> **What is needed**:
Set out the records below as a numbered list, omitting any blank lines.

> **Stored rows**:

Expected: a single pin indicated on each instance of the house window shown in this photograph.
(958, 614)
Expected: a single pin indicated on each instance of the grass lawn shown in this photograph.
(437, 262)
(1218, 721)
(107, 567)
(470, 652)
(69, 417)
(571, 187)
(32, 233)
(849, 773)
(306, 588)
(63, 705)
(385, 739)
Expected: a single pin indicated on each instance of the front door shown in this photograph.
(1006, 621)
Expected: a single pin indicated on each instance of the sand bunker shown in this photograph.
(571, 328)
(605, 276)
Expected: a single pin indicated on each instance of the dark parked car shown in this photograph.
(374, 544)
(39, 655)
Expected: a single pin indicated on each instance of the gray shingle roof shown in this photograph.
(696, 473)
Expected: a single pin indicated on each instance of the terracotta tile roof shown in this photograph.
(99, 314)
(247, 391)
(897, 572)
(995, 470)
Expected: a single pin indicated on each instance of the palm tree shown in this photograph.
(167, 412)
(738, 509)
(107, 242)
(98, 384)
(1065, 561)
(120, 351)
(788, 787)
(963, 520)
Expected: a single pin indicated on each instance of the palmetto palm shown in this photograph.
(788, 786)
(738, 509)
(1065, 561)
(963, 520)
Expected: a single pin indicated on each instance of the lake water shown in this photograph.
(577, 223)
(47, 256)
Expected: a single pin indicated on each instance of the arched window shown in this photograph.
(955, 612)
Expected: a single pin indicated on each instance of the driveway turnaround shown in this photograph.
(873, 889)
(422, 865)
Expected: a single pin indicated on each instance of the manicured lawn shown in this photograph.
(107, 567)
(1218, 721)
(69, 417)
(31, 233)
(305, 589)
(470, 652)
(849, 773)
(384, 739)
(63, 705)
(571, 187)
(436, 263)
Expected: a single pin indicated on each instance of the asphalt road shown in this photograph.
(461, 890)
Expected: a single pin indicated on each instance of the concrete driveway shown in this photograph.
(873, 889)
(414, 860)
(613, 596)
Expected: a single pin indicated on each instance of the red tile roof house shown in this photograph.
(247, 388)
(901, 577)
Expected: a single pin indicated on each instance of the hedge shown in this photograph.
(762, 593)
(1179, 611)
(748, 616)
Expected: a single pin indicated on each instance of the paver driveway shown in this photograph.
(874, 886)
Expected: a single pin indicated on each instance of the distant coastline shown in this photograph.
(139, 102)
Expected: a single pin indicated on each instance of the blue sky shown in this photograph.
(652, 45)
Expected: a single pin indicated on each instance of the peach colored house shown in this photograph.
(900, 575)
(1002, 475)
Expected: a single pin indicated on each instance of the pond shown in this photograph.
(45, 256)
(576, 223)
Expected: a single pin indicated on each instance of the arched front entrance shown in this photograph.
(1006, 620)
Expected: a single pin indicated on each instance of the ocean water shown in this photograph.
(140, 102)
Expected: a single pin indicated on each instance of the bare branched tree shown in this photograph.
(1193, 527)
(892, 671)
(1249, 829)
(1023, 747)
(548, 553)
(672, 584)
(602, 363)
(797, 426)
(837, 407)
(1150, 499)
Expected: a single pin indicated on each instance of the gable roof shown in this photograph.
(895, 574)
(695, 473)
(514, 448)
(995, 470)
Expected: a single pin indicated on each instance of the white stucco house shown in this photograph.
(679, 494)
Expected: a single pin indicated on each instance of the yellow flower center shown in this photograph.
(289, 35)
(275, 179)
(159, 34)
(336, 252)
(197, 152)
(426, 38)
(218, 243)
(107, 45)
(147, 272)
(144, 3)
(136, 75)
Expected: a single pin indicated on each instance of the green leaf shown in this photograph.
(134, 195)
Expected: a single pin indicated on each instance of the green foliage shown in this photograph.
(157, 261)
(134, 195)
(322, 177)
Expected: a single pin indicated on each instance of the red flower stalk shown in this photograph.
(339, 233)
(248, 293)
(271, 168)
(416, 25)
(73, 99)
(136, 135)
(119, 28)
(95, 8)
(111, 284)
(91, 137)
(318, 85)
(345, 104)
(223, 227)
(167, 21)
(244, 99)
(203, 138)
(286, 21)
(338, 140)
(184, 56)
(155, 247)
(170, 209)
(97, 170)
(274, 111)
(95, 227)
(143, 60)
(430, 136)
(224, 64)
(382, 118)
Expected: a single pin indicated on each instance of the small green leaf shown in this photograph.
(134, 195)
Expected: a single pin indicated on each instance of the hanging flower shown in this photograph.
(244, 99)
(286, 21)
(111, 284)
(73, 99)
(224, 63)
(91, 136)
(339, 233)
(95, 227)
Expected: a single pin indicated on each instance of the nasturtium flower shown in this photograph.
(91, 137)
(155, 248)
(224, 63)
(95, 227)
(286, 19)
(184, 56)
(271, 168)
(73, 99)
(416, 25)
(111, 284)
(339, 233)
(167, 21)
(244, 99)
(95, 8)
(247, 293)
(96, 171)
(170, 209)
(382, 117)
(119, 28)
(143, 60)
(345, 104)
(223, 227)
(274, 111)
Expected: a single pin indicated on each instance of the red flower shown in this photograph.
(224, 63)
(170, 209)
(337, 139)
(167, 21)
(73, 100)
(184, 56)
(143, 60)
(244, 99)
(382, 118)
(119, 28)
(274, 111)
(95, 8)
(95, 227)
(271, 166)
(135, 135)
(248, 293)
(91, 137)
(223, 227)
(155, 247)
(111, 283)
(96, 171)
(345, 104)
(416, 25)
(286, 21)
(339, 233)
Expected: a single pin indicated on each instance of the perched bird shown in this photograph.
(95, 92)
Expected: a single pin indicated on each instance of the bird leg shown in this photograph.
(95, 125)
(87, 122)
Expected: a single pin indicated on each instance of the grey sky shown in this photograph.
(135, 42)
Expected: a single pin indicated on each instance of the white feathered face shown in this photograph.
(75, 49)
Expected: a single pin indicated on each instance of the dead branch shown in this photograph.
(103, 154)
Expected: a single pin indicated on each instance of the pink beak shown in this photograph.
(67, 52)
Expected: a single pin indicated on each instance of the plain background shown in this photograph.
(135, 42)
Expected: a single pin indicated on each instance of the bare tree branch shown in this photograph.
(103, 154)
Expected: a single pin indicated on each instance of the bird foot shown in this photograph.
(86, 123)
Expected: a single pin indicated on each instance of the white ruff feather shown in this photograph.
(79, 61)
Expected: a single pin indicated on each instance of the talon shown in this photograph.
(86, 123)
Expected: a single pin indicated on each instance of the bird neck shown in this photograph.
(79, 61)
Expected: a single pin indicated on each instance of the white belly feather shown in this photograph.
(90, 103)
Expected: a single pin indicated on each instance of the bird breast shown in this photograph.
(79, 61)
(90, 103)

> **Final result**:
1. Expected: a single pin indicated on each instance of the house window shown in this photograph.
2. (958, 614)
3. Expected: a single pin indicated on each instance of the grass lawn shown in this photograph.
4. (437, 262)
5. (1218, 721)
6. (107, 567)
7. (470, 652)
8. (69, 417)
9. (571, 187)
10. (32, 233)
11. (849, 773)
12. (306, 588)
13. (63, 705)
14. (385, 739)
15. Expected: a single pin indicated on each instance of the front door shown in this photograph.
16. (1006, 621)
17. Expected: a single pin indicated on each instance of the sand bunker shown in this photograph.
18. (571, 328)
19. (605, 276)
20. Expected: a single pin indicated on each instance of the dark parked car shown in this photograph.
21. (374, 544)
22. (39, 655)
23. Expected: a single pin indicated on each instance of the gray shingle roof shown in this photograph.
24. (696, 473)
25. Expected: a single pin indicated on each instance of the terracotta tile roof shown in this photograph.
26. (99, 314)
27. (247, 391)
28. (897, 572)
29. (995, 470)
30. Expected: a single pin indicated on each instance of the palm tree shown in this photograph.
31. (167, 412)
32. (738, 509)
33. (107, 242)
34. (98, 384)
35. (1065, 561)
36. (120, 351)
37. (788, 787)
38. (963, 520)
39. Expected: a single pin indicated on each instance of the palmetto palm shown in this photograph.
40. (788, 786)
41. (738, 509)
42. (1065, 561)
43. (963, 520)
44. Expected: a single pin indicated on each instance of the lake water shown in this photograph.
45. (577, 223)
46. (47, 256)
47. Expected: a single pin indicated on each instance of the arched window shown in this photograph.
48. (955, 612)
49. Expected: a single pin indicated on each instance of the driveway turnaround shown in this photograph.
50. (873, 889)
51. (422, 865)
52. Expected: a single pin indicated on each instance of the manicured lawn shown in this photograph.
53. (107, 567)
54. (1218, 721)
55. (69, 417)
56. (31, 233)
57. (305, 589)
58. (470, 652)
59. (849, 773)
60. (384, 739)
61. (63, 705)
62. (571, 187)
63. (436, 263)
64. Expected: a single pin indicated on each instance of the asphalt road shown in this photograph.
65. (461, 890)
66. Expected: a single pin indicated on each instance of the concrete driveway shown in this photograph.
67. (873, 889)
68. (414, 860)
69. (613, 596)
70. Expected: a single pin indicated on each instance of the red tile roof house shown in this photograph.
71. (247, 388)
72. (901, 577)
73. Expected: a single pin indicated on each instance of the hedge shown in this photograph.
74. (762, 593)
75. (1179, 611)
76. (748, 616)
77. Expected: a single pin indicated on each instance of the paver driveway shown in this photograph.
78. (874, 886)
79. Expected: a single pin indicated on each instance of the distant coastline shown in this photograph.
80. (139, 102)
81. Expected: a single pin indicated on each instance of the blue sky shown in this photograph.
82. (652, 45)
83. Expected: a single pin indicated on each instance of the peach colored house shown in this photograph.
84. (900, 575)
85. (1002, 475)
86. Expected: a single pin indicated on each instance of the pond shown in this photograph.
87. (45, 256)
88. (576, 223)
89. Expected: a single pin indicated on each instance of the arched front entrance shown in this photograph.
90. (1006, 620)
91. Expected: a single pin indicated on each instance of the ocean water shown in this photograph.
92. (140, 102)
93. Expected: a single pin indicated on each instance of the bare branched tree shown in this photograph.
94. (1193, 527)
95. (892, 671)
96. (1249, 829)
97. (1023, 747)
98. (548, 553)
99. (672, 584)
100. (602, 363)
101. (797, 426)
102. (837, 407)
103. (1150, 499)
104. Expected: a single pin indicated on each instance of the gable roof shown in this photograph.
105. (895, 574)
106. (695, 473)
107. (514, 448)
108. (995, 470)
109. Expected: a single pin indicated on each instance of the white stucco house shown in this photograph.
110. (679, 494)
111. Expected: a single pin indicated on each instance of the yellow flower center shown in this photograph.
112. (289, 35)
113. (275, 179)
114. (159, 34)
115. (336, 252)
116. (197, 152)
117. (426, 38)
118. (218, 243)
119. (107, 45)
120. (147, 272)
121. (144, 3)
122. (136, 75)
123. Expected: a single pin indicated on each instance of the green leaf shown in this photograph.
124. (134, 195)
125. Expected: a single pin indicated on each instance of the green foliage shown in this photograph.
126. (157, 261)
127. (134, 195)
128. (322, 177)
129. Expected: a single pin indicated on each instance of the red flower stalk shown in this photograph.
130. (339, 233)
131. (248, 293)
132. (271, 168)
133. (416, 25)
134. (73, 99)
135. (136, 135)
136. (119, 28)
137. (95, 8)
138. (111, 284)
139. (91, 137)
140. (318, 85)
141. (345, 104)
142. (223, 227)
143. (167, 21)
144. (244, 99)
145. (203, 138)
146. (286, 21)
147. (338, 140)
148. (184, 56)
149. (155, 247)
150. (170, 209)
151. (97, 170)
152. (274, 111)
153. (95, 227)
154. (143, 60)
155. (430, 136)
156. (224, 64)
157. (382, 118)
158. Expected: a single pin indicated on each instance of the small green leaf shown in this photograph.
159. (134, 195)
160. Expected: a single pin indicated on each instance of the hanging flower shown in this photograph.
161. (244, 99)
162. (286, 21)
163. (111, 284)
164. (73, 99)
165. (224, 63)
166. (91, 136)
167. (339, 233)
168. (95, 227)
169. Expected: a single pin indicated on each instance of the nasturtium flower shown in this photograph.
170. (91, 137)
171. (155, 248)
172. (224, 63)
173. (95, 227)
174. (286, 19)
175. (184, 56)
176. (271, 168)
177. (73, 99)
178. (416, 25)
179. (111, 284)
180. (339, 233)
181. (167, 21)
182. (244, 99)
183. (95, 8)
184. (247, 293)
185. (96, 171)
186. (170, 209)
187. (382, 117)
188. (119, 28)
189. (143, 60)
190. (345, 104)
191. (223, 227)
192. (274, 111)
193. Expected: a single pin indicated on each instance of the red flower shown in this photograph.
194. (224, 63)
195. (170, 209)
196. (337, 139)
197. (167, 21)
198. (73, 100)
199. (184, 56)
200. (143, 60)
201. (244, 99)
202. (382, 118)
203. (119, 28)
204. (274, 111)
205. (95, 8)
206. (95, 227)
207. (271, 166)
208. (135, 135)
209. (248, 293)
210. (91, 137)
211. (223, 227)
212. (155, 247)
213. (111, 283)
214. (96, 171)
215. (345, 104)
216. (416, 25)
217. (286, 21)
218. (339, 233)
219. Expected: a single pin indicated on each instance of the perched bird shown in this photograph.
220. (95, 92)
221. Expected: a single pin indicated on each instance of the bird leg shown in this photograph.
222. (95, 125)
223. (87, 122)
224. Expected: a single pin indicated on each instance of the grey sky shown in this photograph.
225. (135, 42)
226. Expected: a single pin indicated on each instance of the white feathered face shown in this photograph.
227. (75, 49)
228. Expected: a single pin indicated on each instance of the dead branch shown in this photograph.
229. (103, 154)
230. Expected: a single pin indicated on each instance of the pink beak shown in this photograph.
231. (67, 52)
232. Expected: a single pin indicated on each instance of the plain background shown in this photograph.
233. (135, 42)
234. Expected: a single pin indicated on each instance of the bare tree branch shown in this photograph.
235. (103, 154)
236. Expected: a single pin indicated on each instance of the bird foot shown in this photograph.
237. (86, 123)
238. Expected: a single pin indicated on each instance of the white ruff feather shown in this photograph.
239. (79, 61)
240. Expected: a single pin indicated on each instance of the talon shown in this photograph.
241. (86, 123)
242. Expected: a single pin indicated on each instance of the bird neck shown in this photograph.
243. (79, 61)
244. Expected: a single pin indicated on each instance of the white belly feather shown in this photograph.
245. (90, 103)
246. Expected: a single pin indicated on each instance of the bird breast shown in this photograph.
247. (79, 61)
248. (90, 103)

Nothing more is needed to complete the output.